On The Stupidity Of Biometric Security for Smartphones and Smartwatches

Ever since the iPhone 5S was released 12 months ago, biometric “security” has been a lot more widely implemented. Apple’s Touch ID brought fingerprint scanning directly to hundreds of millions of smartphone users, and within 6 months, indirectly to millions more via a raft of me-too smartphones from Samsung and the like.i While Touch ID’s functionality was limited in iOS 7, as of last week’s iOS 8, your fingerprint can now act as your Master Password, acting as a “password” for everything from e-mail to Amazon to, yes, your Bitcoin wallet. As you read this, untold flocks of shepherdless sheep are hopping aboard the USS Touched.ii

Naturally, as with anything dumbed down for mass market, be it beef or buildings, Touch ID is complete and utter shit.iii In fact, you can hack it with a dab of Elmer’s glue.iv But that could hardly stop The Corpse That Steve Built from forging ahead with more biometric bullshit for its upcoming Apple Watch, which will feature infrared and visible-light LEDs and photodiodes to measure your heart rate.v Whether this is plain stupidity or outright malpidity is left to the reader’s discretion.

But maybe all is not lost! Maybe it’s possible that biometric data has more productive uses for smartphones and smartwatches? Let’s lift the covers of history and peek back to February 2013, a full 7 months before Apple released the iPhone 5S, to one illuminating conversation in particular.

This discussion of biometrics was gifted to us in the comments section of Mircea Popescu’s “The greatest smartphone app…” and contested between the article’s author and #b-a‘s resident mad scientist, Stanislav Datskovskiy. The context is that MP proposes that photographs of the iris could be used by smartphones to seed RNG for PGP key generation, a potential ce qui rachète for biometric scanners. Stan plays foil:

SD: When a compromised camera or other device in the loop lifts the photo of your iris right off the wire, where do you go to get a new iris? This is why biometric authentication is bunk, now and forever: the impossibility of key revocation.vi

MP: Ah but mind, this isn’t biometric authentication at all. The use of the iris data is simply to seed a RNG. (And, I guess, in the expanded version to recognise that the same iris is looking at is as was recorded when the key was born. Seeing how the recognition is tied to the dongle and only good for an otherwise arbitrary key, it doesn’t really hit the problems you’re describing, does it ?)

SD: The problem exists in all cases where data derived from your body structure hits a wire. If it is on a wire, something can, in principle, read and save it. And play it back at a later time. And eventually will. Whether you are using it as a PRNG seed or the key itself does not matter.vii

MP: No, actually, that’s the very definition of a hash function, in that context : a function which takes something that matters and turns it into something that doesn’t matter. As long as there’s not an inverse f’ (y) = x, as long as you can’t then take the results and reconstruct the PRNG’s seed, it’s indifferent what it was seeded with I daresay.

Data excerpt =
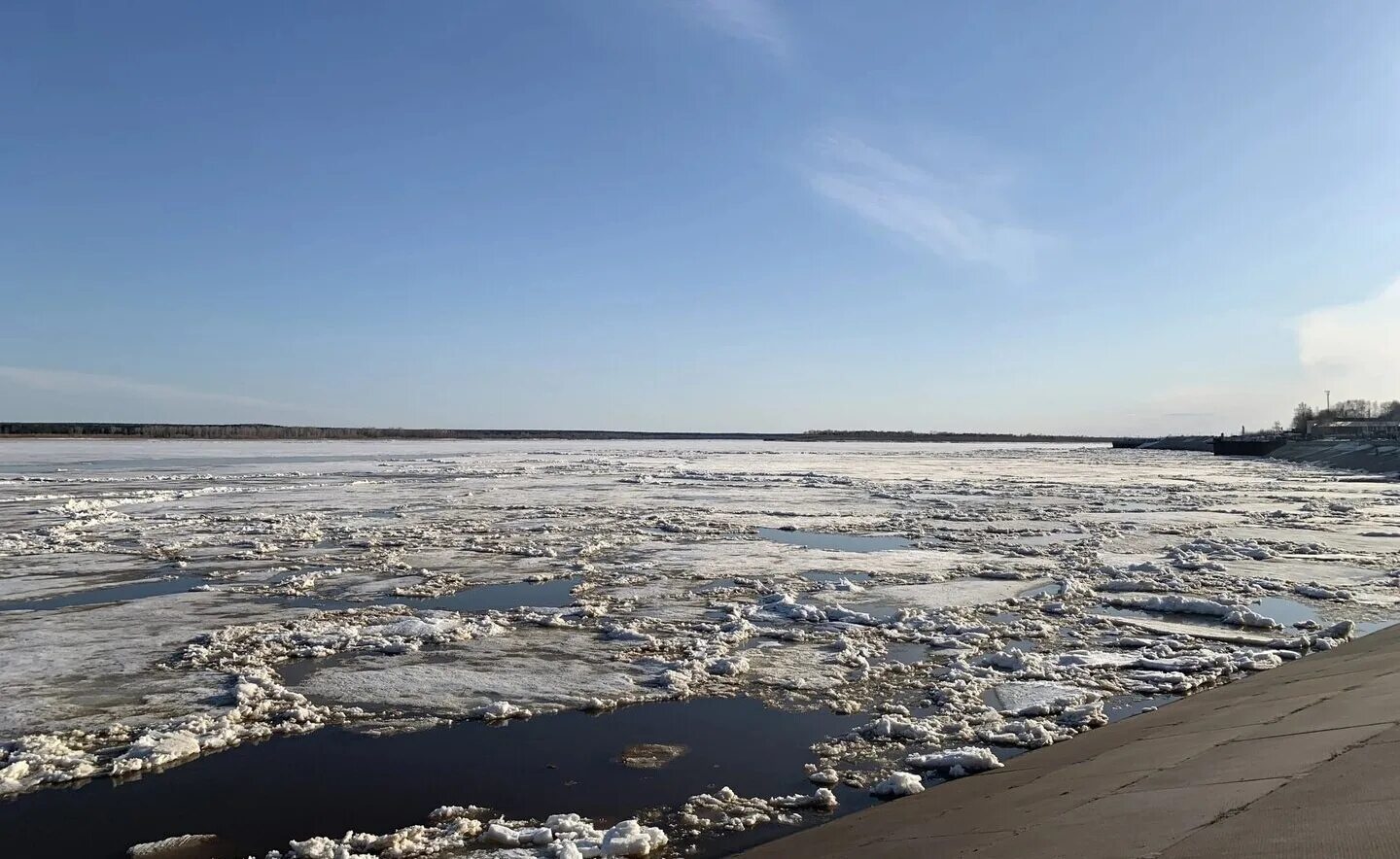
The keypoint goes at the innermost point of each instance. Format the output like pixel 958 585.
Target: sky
pixel 699 215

Required actions =
[A] Echo the piece on biometric security from "SD: When a compromised" up to and including "describing, does it ?)".
[B] Pick up the piece on biometric security where it ends and keep writing it.
The data comes from a source unrelated to the piece on biometric security.

Results of the exercise =
[A]
SD: When a compromised camera or other device in the loop lifts the photo of your iris right off the wire, where do you go to get a new iris? This is why biometric authentication is bunk, now and forever: the impossibility of key revocation.vi

MP: Ah but mind, this isn’t biometric authentication at all. The use of the iris data is simply to seed a RNG. (And, I guess, in the expanded version to recognise that the same iris is looking at is as was recorded when the key was born. Seeing how the recognition is tied to the dongle and only good for an otherwise arbitrary key, it doesn’t really hit the problems you’re describing, does it ?)

[B]
SD: If it doesn’t matter what you seed with, why use iris scanners? The point of doing so is, as I understand it, to be able to re-create the seed at a later time if necessary. But when you scan your retina, the resulting bits are not magical un-copyable bits. They are ordinary bits, which can be saved, covertly, to a storage device (perhaps by a compromised scanner) and played back at a later time by the enemy, just as if you had voluntarily lent him your eye. Whereas conventional passwords and keys can be revoked should you find that they were compromised.viii

MP: Cause they contain a lot of entropy (I think). What can you do to get enough entropy for a 2-4k RSA key out of a single 1-2-5 Mpixel shot ? Take a picture of drywall?

The idea isn’t to recreate the seed at all, in fact I’d be very much surprised if two self-administered shots to the eye would result in even identifiably similar items. Maybe worth some bathroom experimenting, finally we have a good excuse to do what the chicks do in there. FOR SCIENCE!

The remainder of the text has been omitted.